### [Materials provided]
[START]
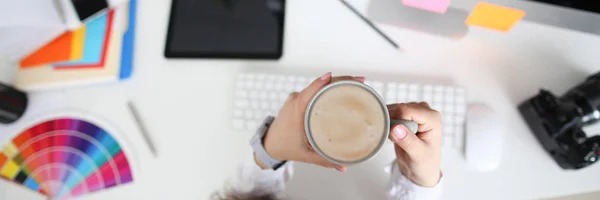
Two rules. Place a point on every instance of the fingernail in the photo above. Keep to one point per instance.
(341, 168)
(326, 76)
(399, 132)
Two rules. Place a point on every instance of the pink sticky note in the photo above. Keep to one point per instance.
(438, 6)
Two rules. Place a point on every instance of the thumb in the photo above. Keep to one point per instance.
(406, 140)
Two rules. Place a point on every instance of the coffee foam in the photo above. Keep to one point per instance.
(347, 122)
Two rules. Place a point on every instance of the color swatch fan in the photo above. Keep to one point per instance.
(64, 158)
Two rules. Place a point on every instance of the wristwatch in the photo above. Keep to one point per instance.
(258, 147)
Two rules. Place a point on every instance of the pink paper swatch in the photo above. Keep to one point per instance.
(438, 6)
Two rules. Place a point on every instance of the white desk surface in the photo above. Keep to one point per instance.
(186, 103)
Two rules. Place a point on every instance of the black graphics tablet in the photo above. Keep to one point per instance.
(226, 29)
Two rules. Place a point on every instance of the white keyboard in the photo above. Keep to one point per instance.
(257, 95)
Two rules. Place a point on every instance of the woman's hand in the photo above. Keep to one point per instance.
(286, 139)
(419, 155)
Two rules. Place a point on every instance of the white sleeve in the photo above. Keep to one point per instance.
(400, 187)
(251, 181)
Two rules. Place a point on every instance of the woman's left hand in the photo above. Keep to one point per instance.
(286, 139)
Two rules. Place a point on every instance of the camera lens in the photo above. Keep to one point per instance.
(586, 98)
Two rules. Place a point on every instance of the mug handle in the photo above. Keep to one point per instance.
(411, 125)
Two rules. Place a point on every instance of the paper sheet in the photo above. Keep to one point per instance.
(25, 25)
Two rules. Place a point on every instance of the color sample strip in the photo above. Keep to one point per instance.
(128, 43)
(438, 6)
(95, 45)
(494, 17)
(65, 158)
(77, 43)
(58, 50)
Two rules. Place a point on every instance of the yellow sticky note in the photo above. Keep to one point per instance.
(10, 170)
(77, 43)
(10, 150)
(495, 17)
[END]
### [Exercise aim]
Write out exactly the lines of the entries above that run from the line containing "Two rules. Place a point on every instance of the camera" through the last line, including both.

### [Response to the exercise]
Two rules. Place a point on every instance of the camera lens in the photo above. Keep to one point per instance.
(586, 98)
Two rules. Place a point on every instance of the mug handle in the photo above. Keep to one point per instance.
(411, 125)
Two rules. Place a point on every instance of the paper sheet in the photo above. Keep to one point per instance.
(25, 25)
Two rules. Place a point on every instance of the color sample strip in the photo above. Keep to one point per instance.
(128, 43)
(438, 6)
(95, 45)
(494, 17)
(65, 158)
(77, 43)
(58, 50)
Two rules. Place a point on every instance of the yellow sticky note in the photo above. Keep to one point per instance.
(10, 170)
(77, 43)
(10, 150)
(495, 17)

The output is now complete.